> _REQUEST_
Make an exact copy of all the entries, but do not reproduce the pictures.

> _Records from a data source_
-------------------------

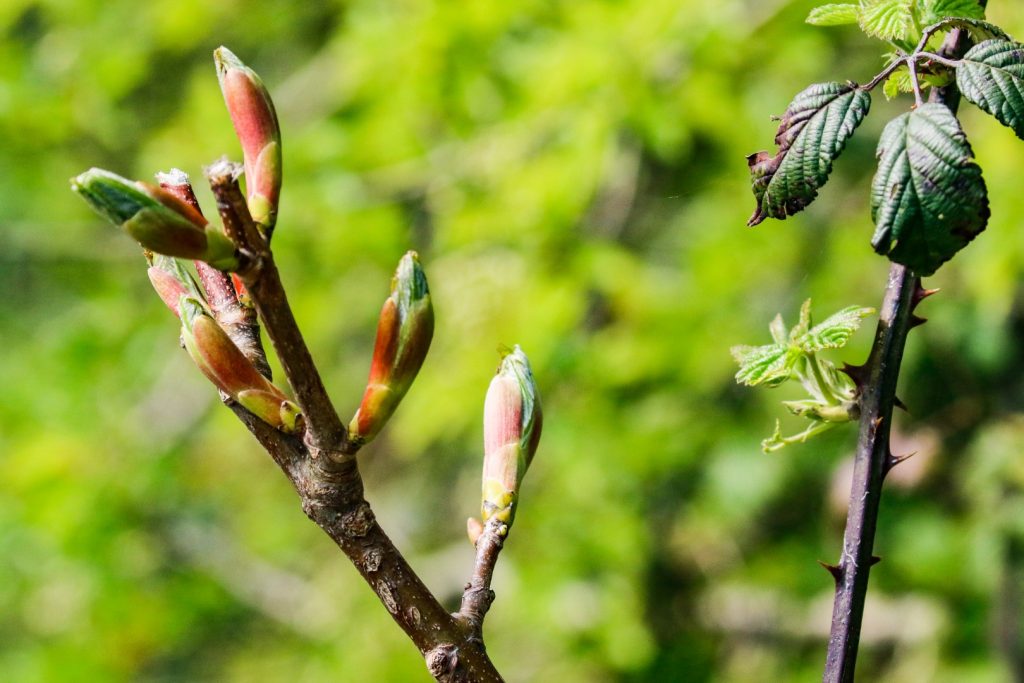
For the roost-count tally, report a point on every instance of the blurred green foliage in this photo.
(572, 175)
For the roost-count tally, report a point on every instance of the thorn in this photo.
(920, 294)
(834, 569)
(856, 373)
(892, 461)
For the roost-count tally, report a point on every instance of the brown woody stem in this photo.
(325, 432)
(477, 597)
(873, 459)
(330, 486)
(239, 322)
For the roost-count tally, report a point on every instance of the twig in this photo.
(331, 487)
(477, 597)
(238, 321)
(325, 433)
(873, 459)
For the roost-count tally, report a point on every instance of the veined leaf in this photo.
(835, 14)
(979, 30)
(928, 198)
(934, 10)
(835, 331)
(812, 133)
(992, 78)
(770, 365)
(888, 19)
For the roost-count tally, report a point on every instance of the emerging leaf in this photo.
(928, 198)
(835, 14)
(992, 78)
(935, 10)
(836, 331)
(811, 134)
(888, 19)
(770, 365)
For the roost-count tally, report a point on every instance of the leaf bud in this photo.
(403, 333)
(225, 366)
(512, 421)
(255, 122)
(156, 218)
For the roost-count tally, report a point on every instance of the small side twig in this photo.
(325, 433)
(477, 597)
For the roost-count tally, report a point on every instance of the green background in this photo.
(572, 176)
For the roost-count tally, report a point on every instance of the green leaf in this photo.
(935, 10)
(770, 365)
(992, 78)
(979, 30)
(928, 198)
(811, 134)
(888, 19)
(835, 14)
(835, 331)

-------------------------

> _FULL OUTPUT_
For the roost-count tally, report a point on every instance of the blurred green foliage in this photo.
(572, 175)
For the roost-count tally, report a point on every instance of the thorn in this photo.
(920, 294)
(834, 569)
(856, 373)
(892, 461)
For the roost-count tally, report a point on every instance of the brown woody stem in this photo.
(325, 432)
(477, 597)
(873, 459)
(330, 486)
(239, 322)
For the roost-count tally, report a point on every instance of the twig in this photo.
(331, 487)
(477, 597)
(238, 321)
(325, 433)
(873, 459)
For the roost-count tally, report a point on every instance of the veined leaf in this photo.
(835, 14)
(979, 30)
(928, 198)
(934, 10)
(835, 331)
(812, 133)
(992, 78)
(770, 365)
(888, 19)
For the roost-count tally, report a point on every instance of the emerging leaf in this photo.
(928, 198)
(835, 14)
(992, 78)
(935, 10)
(836, 331)
(811, 134)
(888, 19)
(770, 365)
For the roost-count tally, report a point on every instance of the leaf bud in this photo.
(403, 333)
(225, 366)
(512, 421)
(255, 122)
(156, 218)
For the roost-count tally, report a point on every instance of the small side twig in this photo.
(325, 433)
(477, 597)
For the roost-count tally, report a point on every instance of the green background in this photo.
(572, 176)
For the roost-count tally, report a point on every instance of the green leaf in this photo.
(935, 10)
(770, 365)
(992, 78)
(979, 30)
(928, 198)
(811, 134)
(888, 19)
(835, 14)
(835, 331)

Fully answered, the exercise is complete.